§ INSTRUCTION
Reproduce verbatim the part of the rows that opens with the line containing "Please indicate the vehicle" and closes with the final line of the rows, both ends included.

--- BEGIN ---

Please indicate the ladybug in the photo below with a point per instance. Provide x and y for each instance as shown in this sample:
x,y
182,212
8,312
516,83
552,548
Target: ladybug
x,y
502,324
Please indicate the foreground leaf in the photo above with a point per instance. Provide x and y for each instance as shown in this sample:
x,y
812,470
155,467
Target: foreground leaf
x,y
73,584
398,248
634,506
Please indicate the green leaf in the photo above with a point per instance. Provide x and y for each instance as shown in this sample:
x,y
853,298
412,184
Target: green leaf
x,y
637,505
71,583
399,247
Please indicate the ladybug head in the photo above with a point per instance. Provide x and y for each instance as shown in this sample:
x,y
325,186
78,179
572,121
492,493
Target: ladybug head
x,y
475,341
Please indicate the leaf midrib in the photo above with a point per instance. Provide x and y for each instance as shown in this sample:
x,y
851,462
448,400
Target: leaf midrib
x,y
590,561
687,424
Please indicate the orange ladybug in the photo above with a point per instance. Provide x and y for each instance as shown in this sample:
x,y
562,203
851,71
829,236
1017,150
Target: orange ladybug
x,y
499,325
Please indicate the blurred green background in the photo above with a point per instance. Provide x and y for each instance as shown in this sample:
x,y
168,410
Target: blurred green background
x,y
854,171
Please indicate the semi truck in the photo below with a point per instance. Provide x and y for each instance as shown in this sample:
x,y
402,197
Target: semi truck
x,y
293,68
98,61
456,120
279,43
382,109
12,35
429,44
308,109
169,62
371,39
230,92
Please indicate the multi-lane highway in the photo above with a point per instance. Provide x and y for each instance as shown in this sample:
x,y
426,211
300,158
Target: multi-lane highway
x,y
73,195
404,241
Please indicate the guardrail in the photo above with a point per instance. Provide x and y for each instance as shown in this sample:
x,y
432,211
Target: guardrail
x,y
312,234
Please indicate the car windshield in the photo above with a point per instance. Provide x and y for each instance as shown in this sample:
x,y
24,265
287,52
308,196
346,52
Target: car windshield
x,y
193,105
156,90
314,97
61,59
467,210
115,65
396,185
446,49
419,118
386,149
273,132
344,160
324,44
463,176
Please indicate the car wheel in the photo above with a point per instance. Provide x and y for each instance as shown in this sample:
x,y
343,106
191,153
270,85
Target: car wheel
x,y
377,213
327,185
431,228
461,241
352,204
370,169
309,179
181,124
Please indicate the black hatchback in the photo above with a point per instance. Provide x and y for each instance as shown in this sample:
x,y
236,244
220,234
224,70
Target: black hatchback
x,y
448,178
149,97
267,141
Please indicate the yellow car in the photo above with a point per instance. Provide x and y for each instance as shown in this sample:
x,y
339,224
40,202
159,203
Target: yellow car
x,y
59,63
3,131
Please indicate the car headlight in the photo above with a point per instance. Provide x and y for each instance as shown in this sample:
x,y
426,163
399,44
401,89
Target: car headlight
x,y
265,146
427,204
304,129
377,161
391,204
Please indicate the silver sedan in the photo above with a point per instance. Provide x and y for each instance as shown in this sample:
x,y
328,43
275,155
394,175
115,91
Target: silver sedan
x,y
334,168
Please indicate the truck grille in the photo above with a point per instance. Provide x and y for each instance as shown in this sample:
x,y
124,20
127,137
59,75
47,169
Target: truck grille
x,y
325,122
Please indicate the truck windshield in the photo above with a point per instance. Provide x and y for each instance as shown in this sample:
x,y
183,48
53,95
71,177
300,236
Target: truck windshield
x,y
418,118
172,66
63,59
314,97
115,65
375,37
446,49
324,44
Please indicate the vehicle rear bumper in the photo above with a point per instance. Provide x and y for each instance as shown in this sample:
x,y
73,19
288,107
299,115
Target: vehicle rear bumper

--- END ---

§ SOLUTION TO THE EXERCISE
Please indicate the vehicle rear bumper in the photo above with a point per instance. Provide x and y for each instance as shown in this sample:
x,y
73,19
288,107
299,115
Target: vehicle rear bumper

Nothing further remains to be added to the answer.